* [WRITTEN EXERCISE A]:
In the records, begin at the line that contains "For each instance of the rusty" and stop after the final line of the records, including both ends. Rewrite every line in that span, requests included, multiplying each coordinate in the answers by 0.45 and rounding to whole numbers, with halves rounded up.

* [TEXT TO READ]:
○ ○ ○ ○ ○ ○ ○
This compassionate outlook, enthusiasm and vision continues today in Australia. There are thousands of people who every day share their time, care for humanity and energy to make a difference in the lives of disadvantaged people all around Australia.

The first Australian conference was founded in Victoria by Fr Gerald Ward at St Francis’ Church, Melbourne on 5 March 1854, just 21 years after the founding of the first conference in Paris.

The St Vincent de Paul Society in Western Australia

The St Vincent de Paul Society in Western Australia has sought to create a more just and compassionate society by responding directly to needs identified in the community through local parish based volunteer groups since 1865.

The Society is made up of dedicated men and women of all backgrounds and ages who have made a commitment to the mission of the Society.


The St Vincent de Paul Society provides a helping hand to many West Australians through food assistance, material aid, budget advice, shelter, advocacy, friendship and support.

In the spirit of its founder, Frederic Ozanam the Society’s core work continues to be Home Visitation – whereby members and volunteers visit people in need in their home, offering them hope and comfort through emergency relief assistance.

The Society also has a number of services known as Special Works. Special Works are a professional facility or service run by the St Vincent de Paul Society and arise out of a need which cannot be met within the normal scope of the conference. Special Works provide a specific service and focus on ensuring the social, economic and political pressures placed on disadvantaged West Australians are lessened.  Special Works are managed and supported by a combination of members, volunteers and paid employees.

The meaning of social justice for the St Vincent de Paul Society

When we speak about social justice we go to the heart of what the St Vincent de Paul Society stands for. We are called, as Vincentians, to feed, clothe, house and assist our brothers and sisters who are forced onto the margins of society.

In assisting people who are denied equality and dignity we make a prophetic statement about the dignity and equality of all people in God’s sight.
○ ○ ○ ○ ○ ○ ○
* [WRITTEN EXERCISE B]:
According to the text on the St Vincent de Paul Society, who founded the first Australian conference?

[A run of records]
○ ○ ○ ○ ○ ○ ○
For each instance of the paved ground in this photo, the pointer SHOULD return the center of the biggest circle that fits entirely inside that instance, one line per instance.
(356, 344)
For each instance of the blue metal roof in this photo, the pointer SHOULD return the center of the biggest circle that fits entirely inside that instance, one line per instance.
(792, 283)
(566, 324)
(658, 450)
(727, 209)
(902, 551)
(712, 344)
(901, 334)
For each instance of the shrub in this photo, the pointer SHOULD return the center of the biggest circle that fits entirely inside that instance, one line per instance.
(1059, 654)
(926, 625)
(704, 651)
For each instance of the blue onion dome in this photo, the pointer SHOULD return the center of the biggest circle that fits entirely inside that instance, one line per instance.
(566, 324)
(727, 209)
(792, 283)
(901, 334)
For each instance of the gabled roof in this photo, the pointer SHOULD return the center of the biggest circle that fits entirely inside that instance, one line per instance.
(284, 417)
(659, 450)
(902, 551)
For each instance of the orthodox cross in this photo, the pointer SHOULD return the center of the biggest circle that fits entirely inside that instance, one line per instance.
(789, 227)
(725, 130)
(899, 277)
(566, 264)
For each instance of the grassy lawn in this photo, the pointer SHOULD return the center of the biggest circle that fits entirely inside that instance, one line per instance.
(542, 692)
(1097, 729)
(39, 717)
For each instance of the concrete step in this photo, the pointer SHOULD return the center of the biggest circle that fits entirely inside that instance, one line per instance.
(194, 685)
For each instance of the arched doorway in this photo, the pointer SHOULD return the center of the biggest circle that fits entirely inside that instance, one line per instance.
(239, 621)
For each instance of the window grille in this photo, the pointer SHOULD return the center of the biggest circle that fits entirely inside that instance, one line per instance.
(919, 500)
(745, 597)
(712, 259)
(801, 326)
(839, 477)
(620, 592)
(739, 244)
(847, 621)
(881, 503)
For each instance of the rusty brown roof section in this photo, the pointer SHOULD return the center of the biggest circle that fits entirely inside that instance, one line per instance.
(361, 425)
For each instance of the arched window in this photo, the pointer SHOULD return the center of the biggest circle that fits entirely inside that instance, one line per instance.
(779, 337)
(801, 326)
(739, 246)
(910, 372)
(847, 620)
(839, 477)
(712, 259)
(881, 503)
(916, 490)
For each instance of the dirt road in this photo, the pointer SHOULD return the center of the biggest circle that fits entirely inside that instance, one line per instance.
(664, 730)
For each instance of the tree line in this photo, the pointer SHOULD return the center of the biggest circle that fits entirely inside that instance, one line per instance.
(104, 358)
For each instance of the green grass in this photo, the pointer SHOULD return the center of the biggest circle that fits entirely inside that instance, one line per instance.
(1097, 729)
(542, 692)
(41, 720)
○ ○ ○ ○ ○ ○ ○
* [SOLUTION A]:
For each instance of the rusty brown roof section in this photo, the pointer SHOULD return the center of the biggest circle that fits entirely inside that instance, one line per instance.
(162, 191)
For each instance of the arched window in this photo, the pointer SHOULD return the center of the biggest circle that fits entirely inside that instance, one line per instance.
(351, 152)
(360, 147)
(333, 111)
(410, 167)
(381, 279)
(378, 215)
(320, 117)
(396, 226)
(412, 221)
For each instance of the dirt road in this photo, the pointer SHOULD return the center of the biggest circle that fits entirely inside that instance, one line per instance.
(299, 329)
For each instance of the tree line in this photo, the pointer SHOULD return the center of the biggest circle that fits entirely inside that instance, one line per instance.
(47, 161)
For each instance of the green grass in this photo, the pointer SHOULD return the center of the biggest circle that fits entirely inside that instance, one line per instance.
(494, 328)
(244, 311)
(18, 324)

* [SOLUTION B]:
Fr Gerald Ward